* _SET PROBLEM_
Extract every line in the records below that contains the word "metal", matching its case exactly.

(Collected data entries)
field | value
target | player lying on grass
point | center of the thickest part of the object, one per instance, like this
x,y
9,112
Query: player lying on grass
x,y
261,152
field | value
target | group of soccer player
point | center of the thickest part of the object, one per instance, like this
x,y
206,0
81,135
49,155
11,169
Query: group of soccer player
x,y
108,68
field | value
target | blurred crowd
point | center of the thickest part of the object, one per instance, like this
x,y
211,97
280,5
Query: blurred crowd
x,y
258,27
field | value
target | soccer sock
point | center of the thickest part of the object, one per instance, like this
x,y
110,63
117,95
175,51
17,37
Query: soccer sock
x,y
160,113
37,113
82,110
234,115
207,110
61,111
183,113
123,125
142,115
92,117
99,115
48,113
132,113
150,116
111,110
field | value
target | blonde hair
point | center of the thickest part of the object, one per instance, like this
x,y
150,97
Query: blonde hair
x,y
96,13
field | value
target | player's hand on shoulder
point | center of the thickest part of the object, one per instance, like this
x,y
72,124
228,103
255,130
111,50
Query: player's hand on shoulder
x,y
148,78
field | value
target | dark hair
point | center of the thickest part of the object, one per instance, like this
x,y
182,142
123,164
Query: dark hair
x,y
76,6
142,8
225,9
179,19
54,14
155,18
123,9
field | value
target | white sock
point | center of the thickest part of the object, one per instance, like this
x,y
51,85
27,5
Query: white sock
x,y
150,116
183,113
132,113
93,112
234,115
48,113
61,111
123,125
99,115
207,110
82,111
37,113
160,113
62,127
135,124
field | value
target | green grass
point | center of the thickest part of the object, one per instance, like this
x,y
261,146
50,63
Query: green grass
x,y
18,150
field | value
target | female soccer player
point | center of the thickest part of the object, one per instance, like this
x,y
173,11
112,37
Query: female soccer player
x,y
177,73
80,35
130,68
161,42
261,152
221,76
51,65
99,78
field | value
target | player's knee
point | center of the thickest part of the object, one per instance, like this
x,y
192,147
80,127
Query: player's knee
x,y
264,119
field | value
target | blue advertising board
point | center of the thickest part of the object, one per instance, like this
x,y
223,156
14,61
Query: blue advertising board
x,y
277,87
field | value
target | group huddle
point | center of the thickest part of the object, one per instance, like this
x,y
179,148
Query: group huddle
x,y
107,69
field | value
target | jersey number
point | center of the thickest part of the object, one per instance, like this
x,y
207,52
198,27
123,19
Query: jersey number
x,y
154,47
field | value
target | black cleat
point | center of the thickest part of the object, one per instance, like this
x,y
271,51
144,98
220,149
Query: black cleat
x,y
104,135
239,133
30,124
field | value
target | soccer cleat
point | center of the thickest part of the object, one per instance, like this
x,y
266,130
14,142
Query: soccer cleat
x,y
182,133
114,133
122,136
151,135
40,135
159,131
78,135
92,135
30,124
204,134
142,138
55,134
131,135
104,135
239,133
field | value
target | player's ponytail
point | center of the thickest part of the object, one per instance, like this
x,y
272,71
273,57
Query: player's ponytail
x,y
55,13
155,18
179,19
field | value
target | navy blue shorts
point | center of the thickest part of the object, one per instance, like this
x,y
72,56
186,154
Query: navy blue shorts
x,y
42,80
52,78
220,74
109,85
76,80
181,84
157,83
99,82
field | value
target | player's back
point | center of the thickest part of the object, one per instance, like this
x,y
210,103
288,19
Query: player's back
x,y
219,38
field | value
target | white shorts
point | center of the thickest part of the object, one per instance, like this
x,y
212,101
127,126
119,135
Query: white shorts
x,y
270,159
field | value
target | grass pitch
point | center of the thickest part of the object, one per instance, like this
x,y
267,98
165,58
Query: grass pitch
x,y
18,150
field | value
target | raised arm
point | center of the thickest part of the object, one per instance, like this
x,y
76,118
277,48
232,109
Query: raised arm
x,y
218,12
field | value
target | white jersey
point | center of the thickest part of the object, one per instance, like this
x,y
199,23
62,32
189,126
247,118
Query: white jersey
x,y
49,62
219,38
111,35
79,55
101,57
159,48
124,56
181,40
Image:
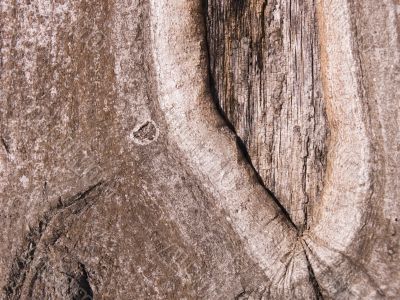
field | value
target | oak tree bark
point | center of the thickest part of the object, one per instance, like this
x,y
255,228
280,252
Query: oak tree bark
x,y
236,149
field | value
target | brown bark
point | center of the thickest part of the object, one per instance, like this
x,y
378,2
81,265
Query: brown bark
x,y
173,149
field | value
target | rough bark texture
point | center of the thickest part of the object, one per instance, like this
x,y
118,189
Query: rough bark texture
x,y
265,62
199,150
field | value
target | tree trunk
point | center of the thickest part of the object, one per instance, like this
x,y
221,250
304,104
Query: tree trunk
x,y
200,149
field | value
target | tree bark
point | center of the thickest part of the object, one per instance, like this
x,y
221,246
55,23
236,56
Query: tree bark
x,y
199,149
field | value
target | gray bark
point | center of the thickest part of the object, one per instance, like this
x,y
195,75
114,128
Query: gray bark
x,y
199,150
==
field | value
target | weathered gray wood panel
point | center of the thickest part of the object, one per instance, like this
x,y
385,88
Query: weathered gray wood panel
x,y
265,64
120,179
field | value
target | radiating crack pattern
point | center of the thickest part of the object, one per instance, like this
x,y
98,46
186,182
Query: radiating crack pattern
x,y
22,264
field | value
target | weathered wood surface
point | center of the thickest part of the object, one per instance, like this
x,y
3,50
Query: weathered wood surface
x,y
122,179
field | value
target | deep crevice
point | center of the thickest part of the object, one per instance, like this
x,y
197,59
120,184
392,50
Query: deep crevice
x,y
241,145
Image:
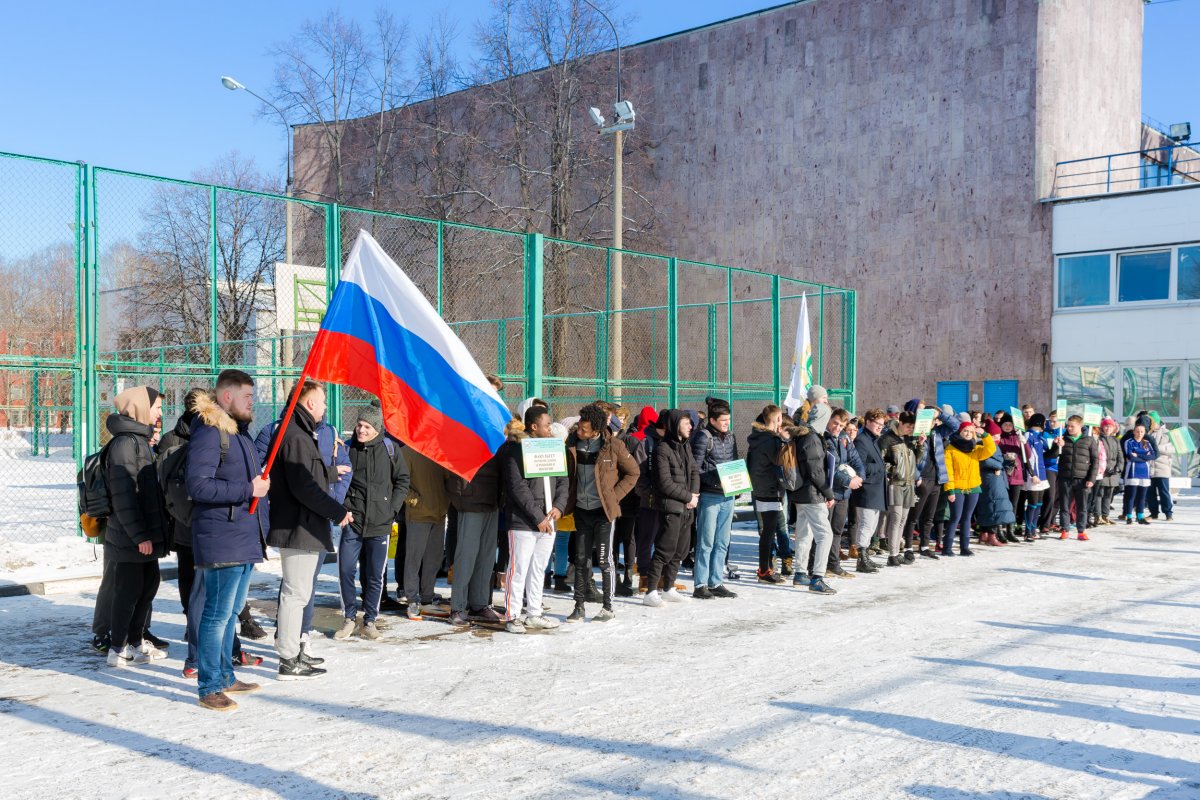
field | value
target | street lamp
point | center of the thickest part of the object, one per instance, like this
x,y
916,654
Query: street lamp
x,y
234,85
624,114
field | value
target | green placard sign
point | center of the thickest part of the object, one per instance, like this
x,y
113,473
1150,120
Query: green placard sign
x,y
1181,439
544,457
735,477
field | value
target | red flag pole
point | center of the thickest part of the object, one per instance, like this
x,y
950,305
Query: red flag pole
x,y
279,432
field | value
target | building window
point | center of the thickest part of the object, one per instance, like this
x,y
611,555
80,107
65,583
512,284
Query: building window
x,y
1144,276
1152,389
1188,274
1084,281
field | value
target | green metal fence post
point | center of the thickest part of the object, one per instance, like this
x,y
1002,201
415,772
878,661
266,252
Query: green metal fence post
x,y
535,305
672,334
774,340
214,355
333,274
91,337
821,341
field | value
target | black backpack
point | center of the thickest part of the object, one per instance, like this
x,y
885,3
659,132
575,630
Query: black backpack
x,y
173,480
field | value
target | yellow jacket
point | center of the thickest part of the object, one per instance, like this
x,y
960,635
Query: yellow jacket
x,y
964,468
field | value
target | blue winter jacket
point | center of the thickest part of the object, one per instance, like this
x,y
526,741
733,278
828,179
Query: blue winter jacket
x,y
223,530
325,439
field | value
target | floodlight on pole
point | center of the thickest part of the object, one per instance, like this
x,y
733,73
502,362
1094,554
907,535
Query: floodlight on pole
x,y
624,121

* _RESPONSE_
target | green metal fence post
Query: green metal fence post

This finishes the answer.